*** Opening of Given text ***

Catholic League president Bill Donohue comments on Planned Parenthood president Cecile Richards:

In her recently published memoir, outgoing Planned Parenthood president Cecile Richards says that in January 2017 she and her husband met with Ivanka Trump and her husband, Jared Kushner. She claims that Kushner floated the idea that if Planned Parenthood stopped providing abortions, federal funding for the organization would proceed smoothly.

Richards, who said “it almost felt like a bribe,” is still incensed by the comment. To her, it was a ploy to make Ivanka and Jared look like “savvy dealmakers.” Richards insists she was “essentially being asked to barter away women’s rights for more money.” Which is an odd thing to say given that exploiting women for money is what Planned Parenthood does for a living.

Predictably, the Kushners are being blasted by the champions of abortion, and Richards is being received as a heroine. But why?

Richards is playing both sides of the street. When pressed why Planned Parenthood is so fixated on abortion, she and her spokeswomen point to its latest annual report (2016-2017) to show that only 3 percent of its services have anything to do with abortion. Most of its work, they say, deals with such issues as testing and treatment, cancer screening, contraception, sex education, and other women’s health services.

If this is true, then why are Richards and her fans so upset by Ivanka and Jared’s proposal?

To put it differently, if the head of a large-scale organization were given the opportunity to rid himself of a public relations nightmare—caused by   a mere 3 percent of his company’s work—in exchange for assurances that the other 97 percent of its operations could continue without a snag, wouldn’t he grab the offer with dispatch? Unless, of course, the 3 percent of the organization’s work is its raison d’être.

Hugh Hefner justified his porn rag by saying that only 10 percent of Playboy featured nudity, the other 90 percent being dedicated to essays, advice columns, interviews with famous persons, and the like. Yet everyone knew that absent the photos, few would buy the magazine.

Similarly, Planned Parenthood is obsessed with abortion. It is its signature issue. Let’s face it, abortion is what makes it tick—not medication management.

Take away abortion and Planned Parenthood morphs into another run-of-the-mill clinic, driving away its donors, and enervating its passion. In short, abortion is not an option for Planned Parenthood—it is an imperative.

*** Close of Given text ***
*** Opening of Available data ***

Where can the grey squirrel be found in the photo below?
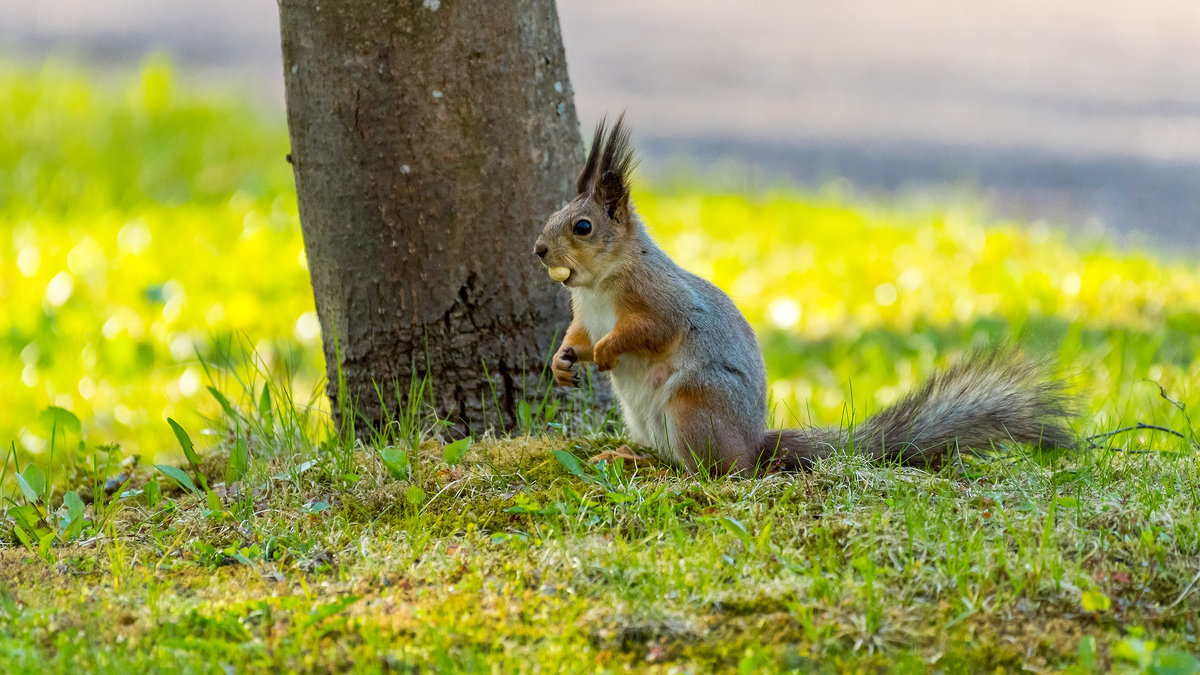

*** Close of Available data ***

### What you will do
1. Please return the passage of the Planned Parenthood commentary starting at "Hugh Hefner justified" and ending at "buy the magazine.".
2. In the Planned Parenthood commentary, which issues do Richards and her spokeswomen say most of the organization's work deals with? List each one.
3. According to the Planned Parenthood commentary, what share of Planned Parenthood's services does its latest annual report show have anything to do with abortion?

### Task solutions
1.
Hugh Hefner justified his porn rag by saying that only 10 percent of Playboy featured nudity, the other 90 percent being dedicated to essays, advice columns, interviews with famous persons, and the like. Yet everyone knew that absent the photos, few would buy the magazine.

2.
- testing and treatment
- cancer screening
- contraception
- sex education
- other women's health services

3. Only 3 percent.